* _WHAT YOU SHOULD DO_
For this task, copy the data that follows exactly, keeping every character.
====== AVAILABLE DATA ======
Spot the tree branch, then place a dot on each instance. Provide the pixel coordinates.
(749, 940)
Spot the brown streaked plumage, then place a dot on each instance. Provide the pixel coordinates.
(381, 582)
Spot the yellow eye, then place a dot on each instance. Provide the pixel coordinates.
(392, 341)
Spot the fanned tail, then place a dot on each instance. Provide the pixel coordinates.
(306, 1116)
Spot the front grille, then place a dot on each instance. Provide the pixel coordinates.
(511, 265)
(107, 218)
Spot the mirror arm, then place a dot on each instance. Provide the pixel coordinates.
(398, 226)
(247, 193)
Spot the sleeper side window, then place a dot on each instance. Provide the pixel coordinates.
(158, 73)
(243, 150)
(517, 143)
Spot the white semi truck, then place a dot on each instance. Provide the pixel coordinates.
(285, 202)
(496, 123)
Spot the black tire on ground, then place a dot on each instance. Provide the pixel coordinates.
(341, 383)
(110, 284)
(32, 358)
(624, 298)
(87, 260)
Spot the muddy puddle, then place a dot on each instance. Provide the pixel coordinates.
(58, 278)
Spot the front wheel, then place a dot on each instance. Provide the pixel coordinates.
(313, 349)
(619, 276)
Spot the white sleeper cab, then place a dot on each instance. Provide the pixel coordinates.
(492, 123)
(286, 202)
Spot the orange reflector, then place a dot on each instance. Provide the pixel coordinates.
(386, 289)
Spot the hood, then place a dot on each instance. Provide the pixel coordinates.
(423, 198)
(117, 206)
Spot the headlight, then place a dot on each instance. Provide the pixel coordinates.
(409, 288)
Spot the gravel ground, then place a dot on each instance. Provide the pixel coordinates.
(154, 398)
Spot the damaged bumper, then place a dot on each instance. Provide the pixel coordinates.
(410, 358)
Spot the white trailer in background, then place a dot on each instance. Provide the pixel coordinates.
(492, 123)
======
* _ANSWER TO THE EXERCISE_
Spot the tree branch, then place a dot on each instance. Provide the pixel coordinates.
(749, 940)
Spot the brown streaked plumage, then place a dot on each instance. Provide the pixel coordinates.
(381, 582)
Spot the yellow eye, then place a dot on each instance. Provide the pixel coordinates.
(392, 341)
Spot the fanned tail, then place a dot on each instance. Provide the pixel coordinates.
(306, 1116)
Spot the front grille, then place a dot on each instance. Provide the pixel coordinates.
(511, 265)
(107, 218)
Spot the mirror arm, then place a dot on each instance. Provide the pixel coordinates.
(398, 226)
(247, 193)
Spot the sleeper side window, then place a dot on each instance. Provide the pixel coordinates.
(158, 73)
(243, 150)
(517, 143)
Spot the white semi truck, then place a dot on each instance. Provide the pixel coordinates.
(285, 202)
(496, 123)
Spot the black tire on ground, then place a dot on each instance. Provide the pixel coordinates.
(341, 383)
(110, 284)
(32, 358)
(624, 298)
(87, 260)
Spot the muddy puddle, then place a dot on each instance. Provide the pixel coordinates.
(58, 278)
Spot the front wheel, then place a dot on each instance. Provide the pixel coordinates.
(313, 349)
(619, 276)
Spot the white sleeper cab, then place a dot on each instance. Provide the pixel coordinates.
(492, 123)
(286, 202)
Spot the orange reflector, then place a dot on each instance. Provide the pixel coordinates.
(386, 289)
Spot the hood, then place a dot on each instance. Provide the pixel coordinates.
(423, 198)
(117, 206)
Spot the headlight, then place a dot on each instance. Provide the pixel coordinates.
(409, 288)
Spot the gravel ground, then place a dot on each instance. Provide the pixel coordinates.
(154, 398)
Spot the damaged bumper, then place a dot on each instance. Provide the pixel coordinates.
(410, 358)
Spot the white trailer in background, then place a dot on each instance. Provide the pixel coordinates.
(492, 123)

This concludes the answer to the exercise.